→ **GIVEN EXERCISE**
Copy every line, leaving nothing out and adding nothing.

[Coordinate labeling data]
--------------------------------
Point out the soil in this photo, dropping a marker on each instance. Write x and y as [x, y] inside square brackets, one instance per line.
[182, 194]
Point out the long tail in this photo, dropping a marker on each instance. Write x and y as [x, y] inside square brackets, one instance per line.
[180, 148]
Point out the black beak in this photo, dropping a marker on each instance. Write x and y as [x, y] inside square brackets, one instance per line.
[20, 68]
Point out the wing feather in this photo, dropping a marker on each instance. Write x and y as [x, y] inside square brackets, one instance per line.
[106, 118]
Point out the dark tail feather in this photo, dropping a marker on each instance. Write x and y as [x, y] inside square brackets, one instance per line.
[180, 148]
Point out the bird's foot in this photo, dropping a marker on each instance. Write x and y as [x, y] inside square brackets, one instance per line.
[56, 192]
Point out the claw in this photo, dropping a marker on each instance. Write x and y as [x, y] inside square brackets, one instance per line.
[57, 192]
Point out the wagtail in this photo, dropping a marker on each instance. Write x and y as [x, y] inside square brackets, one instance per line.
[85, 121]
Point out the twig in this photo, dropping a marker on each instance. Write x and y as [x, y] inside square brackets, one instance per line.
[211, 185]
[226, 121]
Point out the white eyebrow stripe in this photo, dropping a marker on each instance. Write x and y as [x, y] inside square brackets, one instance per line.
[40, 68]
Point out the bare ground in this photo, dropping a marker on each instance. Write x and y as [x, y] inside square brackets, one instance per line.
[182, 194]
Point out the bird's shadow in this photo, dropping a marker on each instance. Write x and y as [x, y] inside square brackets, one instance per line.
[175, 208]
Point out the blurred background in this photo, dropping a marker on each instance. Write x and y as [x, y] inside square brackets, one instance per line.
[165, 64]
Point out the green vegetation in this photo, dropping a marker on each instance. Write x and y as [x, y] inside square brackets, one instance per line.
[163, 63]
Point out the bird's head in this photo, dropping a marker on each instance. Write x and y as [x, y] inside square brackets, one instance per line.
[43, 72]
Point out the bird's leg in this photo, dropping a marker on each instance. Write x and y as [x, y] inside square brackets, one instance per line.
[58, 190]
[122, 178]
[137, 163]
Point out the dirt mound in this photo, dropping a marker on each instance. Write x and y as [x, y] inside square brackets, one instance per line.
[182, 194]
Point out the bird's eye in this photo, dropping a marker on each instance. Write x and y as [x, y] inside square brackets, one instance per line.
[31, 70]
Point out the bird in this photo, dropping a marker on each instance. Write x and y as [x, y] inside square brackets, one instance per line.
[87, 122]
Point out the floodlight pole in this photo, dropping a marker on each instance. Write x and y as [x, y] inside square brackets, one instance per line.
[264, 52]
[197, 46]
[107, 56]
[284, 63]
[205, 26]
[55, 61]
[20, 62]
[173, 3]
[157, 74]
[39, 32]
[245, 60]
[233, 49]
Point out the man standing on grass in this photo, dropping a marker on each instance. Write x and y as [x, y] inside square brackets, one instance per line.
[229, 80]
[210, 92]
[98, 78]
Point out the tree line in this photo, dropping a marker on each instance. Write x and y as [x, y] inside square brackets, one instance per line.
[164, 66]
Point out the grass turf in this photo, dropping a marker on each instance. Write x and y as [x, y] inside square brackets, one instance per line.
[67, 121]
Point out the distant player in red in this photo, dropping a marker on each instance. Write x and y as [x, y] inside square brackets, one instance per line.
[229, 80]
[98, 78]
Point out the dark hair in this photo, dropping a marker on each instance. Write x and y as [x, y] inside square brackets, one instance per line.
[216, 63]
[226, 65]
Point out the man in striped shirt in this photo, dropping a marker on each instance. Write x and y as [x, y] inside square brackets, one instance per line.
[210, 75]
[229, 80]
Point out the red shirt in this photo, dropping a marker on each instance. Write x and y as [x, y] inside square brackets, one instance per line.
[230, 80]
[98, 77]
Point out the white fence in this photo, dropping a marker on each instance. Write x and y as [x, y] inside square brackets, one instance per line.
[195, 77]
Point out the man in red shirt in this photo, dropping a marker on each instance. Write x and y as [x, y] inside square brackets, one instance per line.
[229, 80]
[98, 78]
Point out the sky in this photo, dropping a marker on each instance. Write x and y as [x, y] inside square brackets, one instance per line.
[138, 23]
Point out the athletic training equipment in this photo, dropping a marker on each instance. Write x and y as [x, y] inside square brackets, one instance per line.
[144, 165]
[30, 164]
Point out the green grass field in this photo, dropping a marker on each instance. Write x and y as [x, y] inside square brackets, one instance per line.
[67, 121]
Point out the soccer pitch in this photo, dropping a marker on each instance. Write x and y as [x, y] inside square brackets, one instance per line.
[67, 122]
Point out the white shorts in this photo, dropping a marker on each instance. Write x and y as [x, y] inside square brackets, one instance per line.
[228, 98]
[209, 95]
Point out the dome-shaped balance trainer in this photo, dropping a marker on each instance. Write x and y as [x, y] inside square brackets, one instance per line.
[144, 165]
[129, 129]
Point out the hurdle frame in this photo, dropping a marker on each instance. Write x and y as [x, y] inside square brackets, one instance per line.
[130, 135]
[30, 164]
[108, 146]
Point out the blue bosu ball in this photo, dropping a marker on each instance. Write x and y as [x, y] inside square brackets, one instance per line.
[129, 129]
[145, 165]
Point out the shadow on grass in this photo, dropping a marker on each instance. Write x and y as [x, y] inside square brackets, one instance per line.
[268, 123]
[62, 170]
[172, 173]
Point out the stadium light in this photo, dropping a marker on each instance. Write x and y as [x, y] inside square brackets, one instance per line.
--------------------------------
→ **FINAL RESULT**
Point out the soil in this photo, dropping a marker on each instance. Write x and y as [x, y] inside square brackets, one instance per line.
[182, 194]
Point out the long tail in this photo, dropping a marker on each instance. Write x and y as [x, y] inside square brackets, one instance per line.
[180, 148]
Point out the black beak in this photo, dropping a marker on each instance. Write x and y as [x, y] inside square brackets, one instance per line.
[20, 68]
Point out the wing feather in this photo, dropping a marker on each instance. Write x and y as [x, y] inside square brackets, one instance per line.
[106, 118]
Point out the dark tail feather in this photo, dropping a marker on each instance. Write x and y as [x, y] inside square brackets, one instance per line.
[180, 148]
Point out the bird's foot in this photo, dropping a marker on each instance. Write x and y as [x, y] inside square brackets, one instance per line.
[56, 192]
Point out the claw in this photo, dropping a marker on each instance. Write x and y as [x, y] inside square brackets, one instance per line.
[57, 192]
Point out the wagtail in this photo, dropping a marker on each instance. Write x and y as [x, y] inside square brackets, one instance per line.
[85, 121]
Point out the twig in this photo, dropping a marker on each instance. Write x and y as [x, y] inside square brackets, one instance per line.
[211, 185]
[226, 121]
Point out the white eyebrow stripe in this photo, dropping a marker on each instance. Write x and y as [x, y] inside square brackets, one instance per line.
[40, 68]
Point out the bare ground in this photo, dropping a marker on each instance. Write x and y as [x, y] inside square brackets, one instance per line.
[182, 194]
Point out the bird's shadow in this photo, dropping a marker on each instance. Write x and y as [x, y] inside square brackets, one instance per line.
[175, 208]
Point out the blurred background in this photo, dropping a marker on each instance. Write x and y as [x, y] inside square brackets, one instance per line.
[165, 64]
Point out the green vegetation in this photo, dropping a marker on each instance. Write x and y as [x, y] inside square brackets, one instance per line.
[163, 63]
Point out the bird's head in this photo, dropping a marker on each instance. Write x and y as [x, y] inside square brackets, one instance per line.
[43, 72]
Point out the bird's leg in this photo, dropping a marker on each instance. Write x and y as [x, y] inside square brackets, one instance per line.
[58, 190]
[122, 178]
[137, 163]
Point out the dirt mound in this photo, dropping a marker on each instance. Write x and y as [x, y] inside square brackets, one instance per line.
[182, 194]
Point out the bird's eye in this photo, dropping a marker on each instance. Write x and y as [x, y] inside square brackets, one instance per line.
[31, 70]
Point out the bird in this photo, dropping a marker on each instance. Write x and y as [x, y] inside square brackets, one instance per line.
[87, 122]
Point out the floodlight pole in this photo, dropping a marker on each instance. Write x and y as [x, y] inside square brackets, one instance per line.
[264, 52]
[197, 46]
[107, 56]
[284, 63]
[205, 26]
[55, 61]
[20, 62]
[173, 3]
[157, 74]
[39, 32]
[245, 60]
[233, 49]
Point out the man standing on grass in this photo, dropping a marker on each instance. Write x and y as [x, y] inside square brackets, one instance per line.
[229, 80]
[210, 92]
[98, 78]
Point out the tree line in this photo, dropping a marker on each instance. Write x and y as [x, y] inside square brackets, one instance per line.
[164, 66]
Point out the grass turf in this photo, dropping a marker on each instance. Write x and y as [x, y] inside square brackets, one instance per line.
[67, 121]
Point out the distant player in red in this photo, dropping a marker on each instance. Write x and y as [x, y] inside square brackets, one instance per line.
[229, 80]
[98, 78]
Point out the dark hair in this photo, dropping a marker on each instance. Write x and y as [x, y] inside square brackets, one instance per line.
[216, 63]
[226, 65]
Point out the man in striped shirt in this photo, dropping a marker on each instance. Write x and y as [x, y] inside square brackets, one instance per line.
[210, 75]
[229, 80]
Point out the red shirt in this photo, dropping a marker on each instance. Write x and y as [x, y] inside square brackets, one instance per line.
[230, 80]
[98, 77]
Point out the white fence in this photo, dropping a marker on each instance. Write x and y as [x, y] inside square brackets, one instance per line.
[195, 77]
Point out the man in red shirt in this photo, dropping a marker on each instance. Write x and y as [x, y] inside square brackets, one instance per line.
[229, 80]
[98, 78]
Point out the sky in this photo, dropping a marker on each instance. Write x and y as [x, y] inside square brackets, one instance per line.
[138, 23]
Point out the athletic training equipment in this photo, dropping a marker on each instance. Write x and y as [x, y] inside square brackets, one instance per line.
[144, 165]
[30, 164]
Point out the green grass field in this photo, dropping a marker on each instance. Write x and y as [x, y] inside square brackets, one instance per line.
[67, 121]
Point out the soccer pitch in this photo, dropping a marker on each instance. Write x and y as [x, y] inside square brackets, one instance per line.
[67, 122]
Point out the white shorts in this photo, dropping a marker on each instance. Write x and y as [x, y] inside square brackets, one instance per line.
[228, 98]
[209, 95]
Point out the dome-shaped balance trainer in this photo, dropping a marker on each instance. Write x and y as [x, y] inside square brackets, one instance per line.
[144, 165]
[129, 129]
Point out the hurdle frame in this photo, dropping a marker on each instance. Write x and y as [x, y] inside square brackets, one instance per line.
[130, 135]
[30, 164]
[108, 146]
Point out the blue bosu ball in this photo, dropping a marker on each instance. Write x and y as [x, y] inside square brackets, one instance per line.
[129, 129]
[145, 165]
Point out the shadow on grass in this photo, dropping a marker on each instance. Write x and y as [x, y] inside square brackets, one instance per line.
[268, 123]
[62, 170]
[172, 173]
Point out the stadium light in this photo, dropping a marker on each instance. Write x and y as [x, y] inside square brackets, one instance per line.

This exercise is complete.